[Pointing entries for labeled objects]
(begin)
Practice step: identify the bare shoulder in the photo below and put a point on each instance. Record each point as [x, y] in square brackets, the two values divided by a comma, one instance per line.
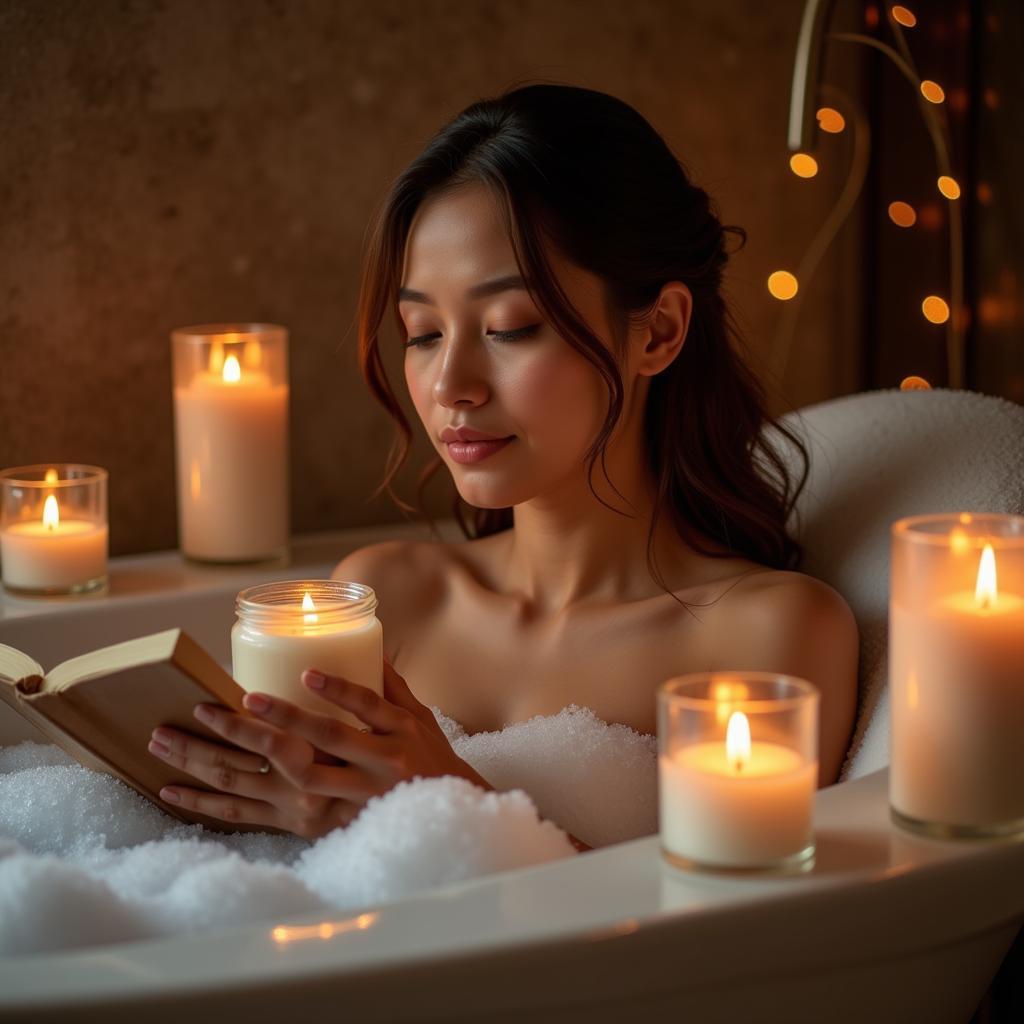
[798, 625]
[780, 597]
[408, 578]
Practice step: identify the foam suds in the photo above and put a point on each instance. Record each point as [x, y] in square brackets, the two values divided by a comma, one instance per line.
[85, 860]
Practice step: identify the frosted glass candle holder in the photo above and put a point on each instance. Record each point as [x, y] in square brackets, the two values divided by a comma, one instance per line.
[230, 431]
[285, 628]
[53, 530]
[956, 674]
[737, 770]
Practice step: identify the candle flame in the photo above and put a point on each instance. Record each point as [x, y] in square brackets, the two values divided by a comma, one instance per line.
[727, 693]
[231, 372]
[985, 592]
[51, 513]
[737, 740]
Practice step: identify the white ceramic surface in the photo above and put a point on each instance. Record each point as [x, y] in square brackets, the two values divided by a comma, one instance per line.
[886, 927]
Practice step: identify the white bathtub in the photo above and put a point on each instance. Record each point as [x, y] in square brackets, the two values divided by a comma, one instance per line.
[887, 927]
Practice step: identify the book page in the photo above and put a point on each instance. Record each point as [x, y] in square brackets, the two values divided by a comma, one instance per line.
[143, 650]
[15, 666]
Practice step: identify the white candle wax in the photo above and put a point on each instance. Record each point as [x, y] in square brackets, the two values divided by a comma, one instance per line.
[59, 556]
[271, 659]
[231, 448]
[713, 813]
[956, 679]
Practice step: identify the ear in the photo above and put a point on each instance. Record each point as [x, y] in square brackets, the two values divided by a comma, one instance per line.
[667, 327]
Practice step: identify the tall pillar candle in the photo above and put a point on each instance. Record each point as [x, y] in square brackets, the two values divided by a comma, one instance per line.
[956, 674]
[230, 424]
[286, 628]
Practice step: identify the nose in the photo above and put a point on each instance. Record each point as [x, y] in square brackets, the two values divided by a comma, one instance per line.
[462, 375]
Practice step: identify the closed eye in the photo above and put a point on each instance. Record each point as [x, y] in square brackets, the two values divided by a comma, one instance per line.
[522, 332]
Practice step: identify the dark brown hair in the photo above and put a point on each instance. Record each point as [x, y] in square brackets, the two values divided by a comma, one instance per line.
[585, 172]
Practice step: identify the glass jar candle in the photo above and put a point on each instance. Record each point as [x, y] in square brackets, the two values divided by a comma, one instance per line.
[53, 532]
[737, 770]
[285, 628]
[230, 431]
[956, 674]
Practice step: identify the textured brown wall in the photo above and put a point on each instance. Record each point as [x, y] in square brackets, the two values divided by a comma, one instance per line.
[177, 162]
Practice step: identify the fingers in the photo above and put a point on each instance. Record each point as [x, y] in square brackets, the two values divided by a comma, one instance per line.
[216, 805]
[396, 690]
[230, 770]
(end)
**SET PROBLEM:** Copy out the whole listing above word for word, leaving out the pictures.

**TASK ANSWER:**
Practice step: identify the bare shoulder in the photo below and put a point on each instance. Record each point as [x, y] in square brackets, the two values divided by a comma, one instance per line.
[798, 625]
[780, 597]
[408, 578]
Practice step: identify the foam suds in the photo above and put a point on each instance. Record each point as [x, y] in square brackets, the two values divided by a comma, one instance per line.
[85, 860]
Practice step: identify the frosted glass candle holder in the photo above and put a point on each instance. Record each point as [x, y] in square brackets, the two values divided by a comma, one instance per line.
[230, 431]
[285, 628]
[53, 530]
[956, 674]
[737, 770]
Practice step: identify the candle flame in the photo above and put a point on each instance. Record each point as [x, y] in square brackets, the two values divided by a comma, one instance per line.
[727, 693]
[231, 372]
[985, 592]
[51, 513]
[737, 740]
Practice step: identify the white ceramic surface in the photo above and put a point on each instance. Record each point as [x, y] in square brackets, the two values divided by a comma, one instance per line.
[886, 927]
Practice step: identify the white bathtub in the photo above and put a point on each instance. Record each point as [x, y] in square brackets, the two values divided by a comma, one instance per line.
[887, 927]
Practice step: identify the book page in the photo above and put a point on each instance. Record each point as [x, y] in square brackets, the two values divided by a comma, one instance per line.
[143, 650]
[15, 666]
Practice step: identify the white candle wax in the photo above and put a point on each instance. Record each point as [x, y] in square brackets, the two values divided by a comma, one instance per line.
[59, 556]
[271, 659]
[231, 448]
[713, 813]
[956, 679]
Practice step: identify the ear in the photo above and put a point on each instance. Record each point as [x, y] in square brackets, the two values divided by a comma, one instance per line.
[667, 327]
Practice step: identify the tall pillar candle in the photo above and put a point on each instance. Record each point as [x, y] in square brackets, the two values divided by a comma, one instance per line.
[956, 674]
[230, 424]
[286, 628]
Practice step: identify the nose in the photo above and put a point on each instance. Record each point as [x, y] in square brackets, the two values divided by a comma, one instance per line.
[462, 375]
Practice step: identify the closed eye in the photo above and put a point on each instance. Record each point as [x, y] in square brackets, the two values divided by a comma, one instance per line.
[522, 332]
Practice step: identify the dark brown hair in the photo above and put a point on each instance. Record each point as [x, y] in square brackets, the two values divided by a comma, one instance per line.
[585, 172]
Practice step: identify the glass jar candle in the photo above and put a point on each instance. Record each point as [x, y] in square brackets, the two values divided by a comma, one instance per line.
[53, 532]
[737, 770]
[285, 628]
[230, 431]
[956, 674]
Practice step: identify the textured brown wall in the photo above and put a point on each instance. Record each point as [x, y] in square brackets, the two values divided by a comma, one instance per line.
[177, 162]
Practice step: identify the fingers in the photo above and put a point on each instance. Record each point as [x, y] in square brackets, the two values divided by a comma, one instance per line.
[216, 805]
[396, 690]
[230, 770]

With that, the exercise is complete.